学習用本文 -
########################################
プレスリリース配信元:国立大学法人千葉大学
千葉大学大学院医学研究院の平沢累 特任助教らの研究チームは、船橋整形外科病院の老沼和弘院長らと共同で、人工股関節全置換術(THA)(注1)で用いる太ももの骨(大腿骨)のインプラント部分 (ステム)の形状や素材が、術後早期に起こりやすい人工股関節周囲の骨折(POPFF)にどのような影響を及ぼすかを研究しました。その結果、ハイドロキシアパタイト(HA) (注2)という素材で特殊な表面加工をした「カラー(襟)付きHAステム(図1)」は、一般的に使用されている、断面がくさび(ウェッジ)形状で細長い「テーパーウェッジ型ステム」よりも、早期POPFFの発生率を有意に低減する効果があることがわかりました。
この結果により、骨が弱い人など骨折のリスクが高い患者に対しては、カラー付きHAステムを選択することで、安全なTHA手術の実現にもつながることが期待されます。
本研究成果は、2025年10月1日に英国学術誌The Bone & Joint Journalで公開されました。

■研究の背景
変形性関節症は世界中で約5億人が、国内では約3000万人以上が罹患しています。特に高齢者の患者が多く、その数は今後も増加傾向とされています。日本の介護保険制度において、要支援となる最大の原因であり、運動器障害による社会的・経済的負担は甚大です。中でも変形性股関節症(注3)は手術件数が年々増加しており、THAは高齢者を中心に広く行われています。
THA後の早期POPFFは、再手術の最も多い原因であり、患者のQOLや生命予後に深刻な影響を与えることが知られています。特に高齢者や骨粗鬆症患者などで発生リスクが高く、近年、その発生率は増加傾向にあります。これまで、POPFFのリスク因子として年齢、性別、骨形態、骨粗鬆症などが挙げられてきましたが、「ステムの設計がPOPFFに及ぼす具体的な影響」や、「より安全なインプラント選択の指針」については十分なエビデンスがありませんでした。本研究は、こうした背景から「異なる設計のステムが早期POPFF発生率に及ぼす影響」を大規模に検証し、より適切なインプラント選択と骨折予防戦略の確立を目指して実施されました。
########################################
掲載行一覧 -
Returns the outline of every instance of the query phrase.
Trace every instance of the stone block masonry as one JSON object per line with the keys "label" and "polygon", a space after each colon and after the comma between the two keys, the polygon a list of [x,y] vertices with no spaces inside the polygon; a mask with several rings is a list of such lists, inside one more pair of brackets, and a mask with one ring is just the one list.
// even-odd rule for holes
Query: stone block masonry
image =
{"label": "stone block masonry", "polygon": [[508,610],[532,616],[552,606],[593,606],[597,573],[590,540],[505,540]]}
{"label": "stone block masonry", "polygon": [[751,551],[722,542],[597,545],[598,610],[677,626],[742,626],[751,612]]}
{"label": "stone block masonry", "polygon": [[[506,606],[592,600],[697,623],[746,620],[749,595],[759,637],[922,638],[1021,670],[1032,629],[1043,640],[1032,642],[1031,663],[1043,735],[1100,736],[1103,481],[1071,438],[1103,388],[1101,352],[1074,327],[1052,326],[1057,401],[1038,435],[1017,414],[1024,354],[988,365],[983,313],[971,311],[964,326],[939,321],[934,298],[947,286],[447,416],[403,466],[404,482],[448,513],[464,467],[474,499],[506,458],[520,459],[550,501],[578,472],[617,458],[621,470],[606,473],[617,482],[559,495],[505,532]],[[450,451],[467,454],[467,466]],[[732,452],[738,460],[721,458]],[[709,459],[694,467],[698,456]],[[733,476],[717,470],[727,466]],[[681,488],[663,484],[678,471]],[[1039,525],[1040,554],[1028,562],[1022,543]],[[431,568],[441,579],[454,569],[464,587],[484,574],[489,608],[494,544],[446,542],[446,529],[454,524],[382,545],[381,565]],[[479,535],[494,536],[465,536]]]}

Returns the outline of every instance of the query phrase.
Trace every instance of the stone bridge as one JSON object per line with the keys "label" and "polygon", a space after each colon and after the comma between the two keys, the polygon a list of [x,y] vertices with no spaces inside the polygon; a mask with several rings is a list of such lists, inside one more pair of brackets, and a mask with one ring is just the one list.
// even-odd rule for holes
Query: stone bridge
########################################
課題の目的 -
人工股関節ステムの研究に関する本文から、「プレスリリース配信元:国立大学法人千葉大学」に始まり「つながることが期待されます。」までを、終わりの語句も含めて一字一句違えずに打ち直してください。

解答欄 -
プレスリリース配信元:国立大学法人千葉大学
千葉大学大学院医学研究院の平沢累 特任助教らの研究チームは、船橋整形外科病院の老沼和弘院長らと共同で、人工股関節全置換術(THA)(注1)で用いる太ももの骨(大腿骨)のインプラント部分 (ステム)の形状や素材が、術後早期に起こりやすい人工股関節周囲の骨折(POPFF)にどのような影響を及ぼすかを研究しました。その結果、ハイドロキシアパタイト(HA) (注2)という素材で特殊な表面加工をした「カラー(襟)付きHAステム(図1)」は、一般的に使用されている、断面がくさび(ウェッジ)形状で細長い「テーパーウェッジ型ステム」よりも、早期POPFFの発生率を有意に低減する効果があることがわかりました。
この結果により、骨が弱い人など骨折のリスクが高い患者に対しては、カラー付きHAステムを選択することで、安全なTHA手術の実現にもつながることが期待されます。